# YOUR TASK
Below are the records; give again exactly the line with "of the background", the line with "of the horizontal", and each line that lies between them, and nothing besides.
[DATASET ENTRIES Boundary: Start]
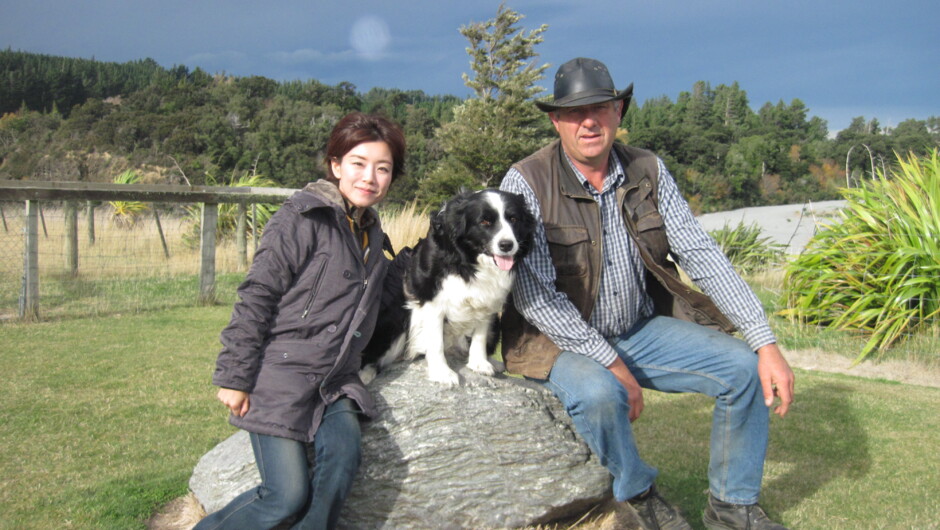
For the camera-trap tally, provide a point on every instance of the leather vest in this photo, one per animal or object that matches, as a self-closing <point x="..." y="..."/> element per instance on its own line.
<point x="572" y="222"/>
[DATASET ENTRIES Boundary: End]
[DATASET ENTRIES Boundary: Start]
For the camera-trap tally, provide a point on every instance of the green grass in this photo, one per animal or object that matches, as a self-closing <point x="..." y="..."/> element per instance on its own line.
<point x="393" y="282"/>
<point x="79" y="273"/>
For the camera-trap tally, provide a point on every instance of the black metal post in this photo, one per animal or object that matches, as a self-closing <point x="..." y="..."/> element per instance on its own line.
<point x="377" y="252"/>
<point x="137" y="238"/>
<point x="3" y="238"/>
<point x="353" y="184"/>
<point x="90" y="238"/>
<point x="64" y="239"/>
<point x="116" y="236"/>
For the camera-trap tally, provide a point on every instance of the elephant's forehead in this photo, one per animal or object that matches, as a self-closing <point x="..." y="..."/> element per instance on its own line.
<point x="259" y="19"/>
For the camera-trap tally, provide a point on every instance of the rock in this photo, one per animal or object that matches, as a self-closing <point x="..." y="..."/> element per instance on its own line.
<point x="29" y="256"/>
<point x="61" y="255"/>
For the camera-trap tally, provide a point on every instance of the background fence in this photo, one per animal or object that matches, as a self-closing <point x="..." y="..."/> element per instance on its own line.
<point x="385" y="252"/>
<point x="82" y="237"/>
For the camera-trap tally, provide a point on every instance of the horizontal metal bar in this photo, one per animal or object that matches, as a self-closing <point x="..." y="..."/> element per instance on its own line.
[DATASET ENTRIES Boundary: End]
[DATASET ENTRIES Boundary: Start]
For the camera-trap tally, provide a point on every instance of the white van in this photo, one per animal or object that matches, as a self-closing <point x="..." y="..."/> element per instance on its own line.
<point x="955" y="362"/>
[DATASET ENTRIES Boundary: End]
# RESPONSE TO THIS TASK
For the camera-trap tally, provide a point on every instance of the background fence in this photo, one per animal or object that matches, as a self-closing <point x="..." y="..."/> element per instance on its own line.
<point x="385" y="252"/>
<point x="82" y="237"/>
For the camera-trap tally, provide a point on every instance of the horizontal metal bar in this photo, one per animal or object that matches, as a self-closing <point x="..." y="..."/> element per instance on its own line.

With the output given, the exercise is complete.